# Task 1
List each step the passage on de-dollarization below calls "the most unwise thing" to have done.
# Task 2
Sum up the passage on de-dollarization below in two sentences.

** Provided passage follows **

Why De-Dollarization is Bad News for US
Under these circumstances, apparently the most unwise thing was to slap sweeping sanctions on Russia, freeze its Central Bank reserves, sever it from SWIFT, and impose restrictions on China's industries. According to the economist, the Biden administration's policies became a wake-up call not only for Moscow and Beijing, but also for many other developing nations, who started to increasingly de-dollarize. As a result, the demand for dollars in international transactions is falling, while Washington is running massive trade and budget deficits which have to be financed.
One might ask how long the greenback will survive and how quick the transition will be away from the dollar. Russia, China, and BRICS in general, are switching to settlements in national currencies. The trend is also spreading into South America and into Africa.

** End of Provided passage **
** Material supplied follows **

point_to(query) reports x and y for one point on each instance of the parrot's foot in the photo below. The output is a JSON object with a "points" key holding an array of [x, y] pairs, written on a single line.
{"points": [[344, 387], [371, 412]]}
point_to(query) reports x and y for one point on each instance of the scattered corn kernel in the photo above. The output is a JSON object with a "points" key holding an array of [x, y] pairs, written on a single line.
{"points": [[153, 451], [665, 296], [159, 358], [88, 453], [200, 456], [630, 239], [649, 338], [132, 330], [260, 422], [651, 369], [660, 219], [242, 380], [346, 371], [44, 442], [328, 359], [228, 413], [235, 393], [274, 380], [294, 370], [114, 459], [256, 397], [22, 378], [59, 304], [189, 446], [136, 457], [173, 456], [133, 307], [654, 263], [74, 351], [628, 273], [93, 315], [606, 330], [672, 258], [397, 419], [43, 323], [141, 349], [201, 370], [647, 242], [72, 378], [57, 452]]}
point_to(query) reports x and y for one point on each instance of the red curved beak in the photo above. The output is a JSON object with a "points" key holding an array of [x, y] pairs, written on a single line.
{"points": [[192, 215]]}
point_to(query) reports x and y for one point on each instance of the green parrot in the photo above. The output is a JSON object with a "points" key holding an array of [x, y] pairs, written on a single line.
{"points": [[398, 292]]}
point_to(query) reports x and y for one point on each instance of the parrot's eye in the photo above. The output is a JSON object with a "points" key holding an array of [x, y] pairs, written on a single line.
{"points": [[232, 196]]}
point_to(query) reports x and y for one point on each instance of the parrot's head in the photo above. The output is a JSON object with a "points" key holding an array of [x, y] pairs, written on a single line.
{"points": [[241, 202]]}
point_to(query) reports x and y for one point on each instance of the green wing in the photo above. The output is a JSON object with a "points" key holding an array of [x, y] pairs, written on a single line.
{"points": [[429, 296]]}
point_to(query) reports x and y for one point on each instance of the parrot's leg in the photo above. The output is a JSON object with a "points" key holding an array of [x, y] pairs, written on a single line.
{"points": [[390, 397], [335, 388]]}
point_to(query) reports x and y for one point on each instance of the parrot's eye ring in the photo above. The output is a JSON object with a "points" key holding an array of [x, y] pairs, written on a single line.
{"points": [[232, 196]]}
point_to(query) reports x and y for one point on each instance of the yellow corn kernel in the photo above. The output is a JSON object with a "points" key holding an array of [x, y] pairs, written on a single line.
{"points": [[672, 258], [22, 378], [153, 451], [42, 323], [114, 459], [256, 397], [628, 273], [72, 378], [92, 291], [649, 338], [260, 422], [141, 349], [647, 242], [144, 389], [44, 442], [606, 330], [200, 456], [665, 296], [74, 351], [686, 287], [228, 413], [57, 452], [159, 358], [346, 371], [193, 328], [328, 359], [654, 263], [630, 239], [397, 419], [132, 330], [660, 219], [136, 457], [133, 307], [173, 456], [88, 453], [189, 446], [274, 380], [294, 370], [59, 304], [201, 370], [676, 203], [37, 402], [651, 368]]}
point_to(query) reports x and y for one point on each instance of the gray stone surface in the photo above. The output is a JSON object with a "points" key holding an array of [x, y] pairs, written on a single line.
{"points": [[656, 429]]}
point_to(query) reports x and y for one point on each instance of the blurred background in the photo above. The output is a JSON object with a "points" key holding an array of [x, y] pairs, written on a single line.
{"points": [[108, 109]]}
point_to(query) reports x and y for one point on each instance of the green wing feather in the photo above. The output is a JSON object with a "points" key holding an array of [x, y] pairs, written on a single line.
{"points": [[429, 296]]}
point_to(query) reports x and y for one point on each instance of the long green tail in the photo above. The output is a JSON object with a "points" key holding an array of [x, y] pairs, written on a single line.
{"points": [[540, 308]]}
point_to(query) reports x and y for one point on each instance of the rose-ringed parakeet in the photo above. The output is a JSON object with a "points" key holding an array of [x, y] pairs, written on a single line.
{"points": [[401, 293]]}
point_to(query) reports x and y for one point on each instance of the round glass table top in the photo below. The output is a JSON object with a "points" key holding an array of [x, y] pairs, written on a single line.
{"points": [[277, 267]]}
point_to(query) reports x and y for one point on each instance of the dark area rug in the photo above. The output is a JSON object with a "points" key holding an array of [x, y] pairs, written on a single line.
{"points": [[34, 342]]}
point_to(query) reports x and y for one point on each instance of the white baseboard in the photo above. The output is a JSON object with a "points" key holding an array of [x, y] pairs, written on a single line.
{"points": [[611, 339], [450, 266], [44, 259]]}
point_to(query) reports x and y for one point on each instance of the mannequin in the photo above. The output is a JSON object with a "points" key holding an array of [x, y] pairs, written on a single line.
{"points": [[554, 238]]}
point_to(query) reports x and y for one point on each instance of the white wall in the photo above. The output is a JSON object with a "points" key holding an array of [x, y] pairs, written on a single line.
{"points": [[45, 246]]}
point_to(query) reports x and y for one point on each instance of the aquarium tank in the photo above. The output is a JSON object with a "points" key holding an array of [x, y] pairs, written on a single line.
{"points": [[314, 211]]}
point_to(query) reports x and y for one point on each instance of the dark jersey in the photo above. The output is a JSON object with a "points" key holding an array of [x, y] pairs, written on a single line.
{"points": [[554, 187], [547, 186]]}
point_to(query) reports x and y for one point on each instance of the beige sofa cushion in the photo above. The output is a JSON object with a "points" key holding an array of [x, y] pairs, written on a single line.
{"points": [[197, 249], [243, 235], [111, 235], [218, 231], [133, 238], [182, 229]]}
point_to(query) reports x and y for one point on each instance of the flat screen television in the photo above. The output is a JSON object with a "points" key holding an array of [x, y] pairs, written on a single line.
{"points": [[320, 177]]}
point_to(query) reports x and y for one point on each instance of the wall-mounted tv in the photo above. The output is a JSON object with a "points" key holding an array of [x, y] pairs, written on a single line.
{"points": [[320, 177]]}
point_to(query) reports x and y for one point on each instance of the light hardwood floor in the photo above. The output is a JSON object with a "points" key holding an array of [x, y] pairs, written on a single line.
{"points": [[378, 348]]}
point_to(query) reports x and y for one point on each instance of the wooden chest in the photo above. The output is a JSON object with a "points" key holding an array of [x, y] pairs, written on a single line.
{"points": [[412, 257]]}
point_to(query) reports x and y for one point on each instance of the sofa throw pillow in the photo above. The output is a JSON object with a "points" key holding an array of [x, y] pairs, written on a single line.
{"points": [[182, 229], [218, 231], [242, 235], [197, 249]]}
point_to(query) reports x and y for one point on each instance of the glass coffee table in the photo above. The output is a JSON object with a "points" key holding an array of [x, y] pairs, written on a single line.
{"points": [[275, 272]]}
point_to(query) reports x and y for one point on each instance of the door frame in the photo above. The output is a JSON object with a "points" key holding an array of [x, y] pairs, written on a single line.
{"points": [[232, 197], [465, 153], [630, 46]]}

** End of Material supplied **
** Material supplied follows **

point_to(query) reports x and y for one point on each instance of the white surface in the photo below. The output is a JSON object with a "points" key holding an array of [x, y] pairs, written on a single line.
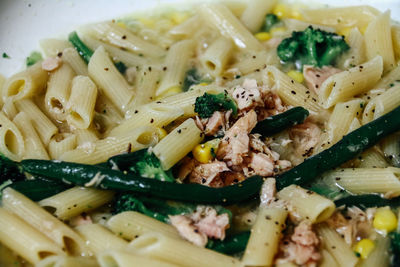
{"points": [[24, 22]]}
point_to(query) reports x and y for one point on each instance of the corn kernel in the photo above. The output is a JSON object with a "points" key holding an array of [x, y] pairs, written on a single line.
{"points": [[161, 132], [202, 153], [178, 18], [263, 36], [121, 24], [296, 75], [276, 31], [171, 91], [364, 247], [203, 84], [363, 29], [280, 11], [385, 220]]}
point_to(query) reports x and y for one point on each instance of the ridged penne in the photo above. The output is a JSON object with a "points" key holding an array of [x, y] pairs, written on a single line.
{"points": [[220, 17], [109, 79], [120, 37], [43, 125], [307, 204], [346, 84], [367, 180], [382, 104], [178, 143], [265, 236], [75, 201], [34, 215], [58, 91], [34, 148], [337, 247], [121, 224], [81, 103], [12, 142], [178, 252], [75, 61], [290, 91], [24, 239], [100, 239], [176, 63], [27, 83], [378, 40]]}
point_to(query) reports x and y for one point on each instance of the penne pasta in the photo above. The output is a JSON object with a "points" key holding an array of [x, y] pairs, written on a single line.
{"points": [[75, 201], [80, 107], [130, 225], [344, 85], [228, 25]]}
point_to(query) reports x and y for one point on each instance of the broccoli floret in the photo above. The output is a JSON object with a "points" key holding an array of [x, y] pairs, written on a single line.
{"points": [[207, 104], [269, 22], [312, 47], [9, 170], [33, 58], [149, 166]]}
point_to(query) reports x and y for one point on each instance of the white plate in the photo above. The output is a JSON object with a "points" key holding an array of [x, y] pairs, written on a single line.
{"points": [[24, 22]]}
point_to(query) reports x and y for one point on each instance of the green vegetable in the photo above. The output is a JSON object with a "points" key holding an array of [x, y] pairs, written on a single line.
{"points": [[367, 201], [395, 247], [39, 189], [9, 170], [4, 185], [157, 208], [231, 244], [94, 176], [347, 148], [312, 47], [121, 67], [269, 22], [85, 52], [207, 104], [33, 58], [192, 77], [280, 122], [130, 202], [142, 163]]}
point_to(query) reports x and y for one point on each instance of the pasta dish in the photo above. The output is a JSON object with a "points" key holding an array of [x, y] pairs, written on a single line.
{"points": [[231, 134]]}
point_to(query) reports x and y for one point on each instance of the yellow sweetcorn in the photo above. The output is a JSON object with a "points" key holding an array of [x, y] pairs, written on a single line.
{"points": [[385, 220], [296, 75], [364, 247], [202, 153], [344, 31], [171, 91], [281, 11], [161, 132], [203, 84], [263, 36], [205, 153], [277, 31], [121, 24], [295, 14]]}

** End of Material supplied **

# Response box 1
- Slapping sweeping sanctions on Russia
- Freezing Russia's Central Bank reserves
- Severing Russia from SWIFT
- Imposing restrictions on China's industries

# Response box 2
According to the economist, the Biden administration's sanctions on Russia and restrictions on China's industries pushed Moscow, Beijing and many other developing nations to de-dollarize, so demand for dollars in international transactions is falling while Washington runs massive trade and budget deficits that must be financed. Russia, China and BRICS in general are switching to settlements in national currencies, and the trend is spreading into South America and Africa.